┌──

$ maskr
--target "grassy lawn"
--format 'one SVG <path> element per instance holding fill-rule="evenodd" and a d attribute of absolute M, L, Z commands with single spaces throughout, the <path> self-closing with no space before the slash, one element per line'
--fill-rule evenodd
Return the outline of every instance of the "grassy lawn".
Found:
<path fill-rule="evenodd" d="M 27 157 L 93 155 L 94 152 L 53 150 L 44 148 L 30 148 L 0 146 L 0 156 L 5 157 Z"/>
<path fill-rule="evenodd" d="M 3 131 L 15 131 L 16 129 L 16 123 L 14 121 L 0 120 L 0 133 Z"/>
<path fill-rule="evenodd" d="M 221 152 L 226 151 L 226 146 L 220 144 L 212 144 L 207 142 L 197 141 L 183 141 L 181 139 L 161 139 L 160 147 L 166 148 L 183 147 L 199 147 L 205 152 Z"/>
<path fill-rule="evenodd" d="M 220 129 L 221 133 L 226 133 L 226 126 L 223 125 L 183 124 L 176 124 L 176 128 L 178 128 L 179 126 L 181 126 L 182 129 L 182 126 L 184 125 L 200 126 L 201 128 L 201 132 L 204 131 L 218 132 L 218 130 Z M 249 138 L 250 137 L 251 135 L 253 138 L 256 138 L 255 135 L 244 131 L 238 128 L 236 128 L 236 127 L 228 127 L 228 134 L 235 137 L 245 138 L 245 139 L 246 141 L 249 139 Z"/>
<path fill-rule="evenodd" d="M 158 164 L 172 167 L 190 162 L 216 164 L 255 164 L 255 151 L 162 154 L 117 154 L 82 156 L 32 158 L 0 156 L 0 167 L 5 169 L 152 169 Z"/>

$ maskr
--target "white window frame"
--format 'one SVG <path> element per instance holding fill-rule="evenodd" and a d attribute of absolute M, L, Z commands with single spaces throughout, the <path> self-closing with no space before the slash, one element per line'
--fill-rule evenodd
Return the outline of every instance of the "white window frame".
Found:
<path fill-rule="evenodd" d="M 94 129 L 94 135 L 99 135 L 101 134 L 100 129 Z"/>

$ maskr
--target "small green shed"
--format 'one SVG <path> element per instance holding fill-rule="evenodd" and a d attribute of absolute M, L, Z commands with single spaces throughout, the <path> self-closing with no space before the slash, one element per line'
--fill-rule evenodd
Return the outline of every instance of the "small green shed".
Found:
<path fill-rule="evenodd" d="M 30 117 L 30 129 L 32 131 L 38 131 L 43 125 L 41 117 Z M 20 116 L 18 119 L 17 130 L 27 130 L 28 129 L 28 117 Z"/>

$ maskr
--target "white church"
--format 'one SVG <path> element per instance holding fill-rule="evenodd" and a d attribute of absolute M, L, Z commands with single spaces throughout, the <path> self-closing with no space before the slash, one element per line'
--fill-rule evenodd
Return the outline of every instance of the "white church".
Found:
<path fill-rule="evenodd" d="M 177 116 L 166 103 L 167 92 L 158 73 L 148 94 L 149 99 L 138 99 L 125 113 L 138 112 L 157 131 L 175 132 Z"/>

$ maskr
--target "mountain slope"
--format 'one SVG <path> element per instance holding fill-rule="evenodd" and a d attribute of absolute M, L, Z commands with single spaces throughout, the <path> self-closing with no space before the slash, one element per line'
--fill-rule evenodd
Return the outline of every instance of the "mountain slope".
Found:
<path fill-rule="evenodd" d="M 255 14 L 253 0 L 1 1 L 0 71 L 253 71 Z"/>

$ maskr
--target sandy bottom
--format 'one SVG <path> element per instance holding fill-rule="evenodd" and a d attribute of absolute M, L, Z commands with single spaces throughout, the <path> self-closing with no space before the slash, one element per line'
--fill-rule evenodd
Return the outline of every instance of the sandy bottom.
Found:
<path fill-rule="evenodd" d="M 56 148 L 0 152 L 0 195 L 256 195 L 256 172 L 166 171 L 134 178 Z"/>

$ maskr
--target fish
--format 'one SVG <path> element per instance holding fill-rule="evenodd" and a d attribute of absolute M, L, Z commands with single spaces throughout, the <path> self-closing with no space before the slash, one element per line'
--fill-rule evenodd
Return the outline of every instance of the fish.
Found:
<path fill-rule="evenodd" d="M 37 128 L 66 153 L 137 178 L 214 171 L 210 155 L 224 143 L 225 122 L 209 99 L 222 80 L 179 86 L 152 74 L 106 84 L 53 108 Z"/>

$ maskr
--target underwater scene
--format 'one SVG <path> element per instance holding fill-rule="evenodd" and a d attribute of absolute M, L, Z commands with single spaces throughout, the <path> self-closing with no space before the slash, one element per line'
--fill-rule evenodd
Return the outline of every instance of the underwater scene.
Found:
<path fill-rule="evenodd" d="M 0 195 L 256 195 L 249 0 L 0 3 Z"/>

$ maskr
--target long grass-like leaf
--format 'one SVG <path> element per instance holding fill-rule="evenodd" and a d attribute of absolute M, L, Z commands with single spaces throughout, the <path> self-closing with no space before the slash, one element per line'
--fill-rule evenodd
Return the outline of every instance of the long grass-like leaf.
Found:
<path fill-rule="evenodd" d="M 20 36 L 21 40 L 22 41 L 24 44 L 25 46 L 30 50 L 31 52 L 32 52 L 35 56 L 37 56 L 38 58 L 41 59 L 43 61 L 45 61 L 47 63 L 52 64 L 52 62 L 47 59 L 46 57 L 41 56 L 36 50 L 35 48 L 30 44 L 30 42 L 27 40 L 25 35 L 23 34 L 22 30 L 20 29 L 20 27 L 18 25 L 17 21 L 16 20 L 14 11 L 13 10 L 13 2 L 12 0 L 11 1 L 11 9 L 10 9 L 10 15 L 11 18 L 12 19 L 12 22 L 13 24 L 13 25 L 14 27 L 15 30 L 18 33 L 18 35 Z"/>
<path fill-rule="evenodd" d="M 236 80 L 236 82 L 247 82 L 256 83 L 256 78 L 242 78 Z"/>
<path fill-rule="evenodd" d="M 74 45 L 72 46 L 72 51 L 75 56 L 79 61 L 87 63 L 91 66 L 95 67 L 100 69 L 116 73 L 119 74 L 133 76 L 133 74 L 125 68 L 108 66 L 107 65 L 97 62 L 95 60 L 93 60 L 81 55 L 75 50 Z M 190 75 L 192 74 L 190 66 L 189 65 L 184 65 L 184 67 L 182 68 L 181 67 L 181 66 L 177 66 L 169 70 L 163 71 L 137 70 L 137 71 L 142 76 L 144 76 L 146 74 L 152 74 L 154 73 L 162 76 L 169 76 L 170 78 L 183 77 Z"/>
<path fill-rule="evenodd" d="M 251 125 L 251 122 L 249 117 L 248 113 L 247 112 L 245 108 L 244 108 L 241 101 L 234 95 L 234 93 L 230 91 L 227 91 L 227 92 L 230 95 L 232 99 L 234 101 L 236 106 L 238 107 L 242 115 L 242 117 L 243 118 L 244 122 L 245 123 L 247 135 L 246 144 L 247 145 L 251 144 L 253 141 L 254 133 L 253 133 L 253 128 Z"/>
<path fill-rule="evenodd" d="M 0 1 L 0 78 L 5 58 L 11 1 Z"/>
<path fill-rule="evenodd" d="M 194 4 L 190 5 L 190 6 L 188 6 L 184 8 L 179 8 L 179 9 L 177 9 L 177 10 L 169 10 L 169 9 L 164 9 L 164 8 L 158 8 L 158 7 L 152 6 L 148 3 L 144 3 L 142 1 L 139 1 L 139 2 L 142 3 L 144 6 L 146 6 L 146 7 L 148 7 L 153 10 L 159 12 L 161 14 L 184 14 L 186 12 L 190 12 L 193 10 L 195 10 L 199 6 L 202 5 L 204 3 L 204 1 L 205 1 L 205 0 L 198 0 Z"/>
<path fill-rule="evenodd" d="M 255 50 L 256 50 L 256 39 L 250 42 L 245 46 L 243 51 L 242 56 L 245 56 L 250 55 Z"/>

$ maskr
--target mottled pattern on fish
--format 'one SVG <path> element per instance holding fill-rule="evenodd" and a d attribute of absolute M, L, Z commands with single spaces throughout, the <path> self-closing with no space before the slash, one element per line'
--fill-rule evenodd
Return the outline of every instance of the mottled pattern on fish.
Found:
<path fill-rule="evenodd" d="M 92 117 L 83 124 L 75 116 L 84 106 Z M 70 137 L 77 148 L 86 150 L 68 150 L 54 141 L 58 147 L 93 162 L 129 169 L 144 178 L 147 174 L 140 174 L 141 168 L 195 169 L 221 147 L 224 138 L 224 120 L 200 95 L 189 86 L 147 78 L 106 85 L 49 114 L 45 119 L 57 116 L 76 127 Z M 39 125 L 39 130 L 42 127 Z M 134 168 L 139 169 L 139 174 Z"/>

└──

-- Exercise brief --
Count the lines in the rows above that include the word "outline", and reply with only the number.

-- Worked solution --
10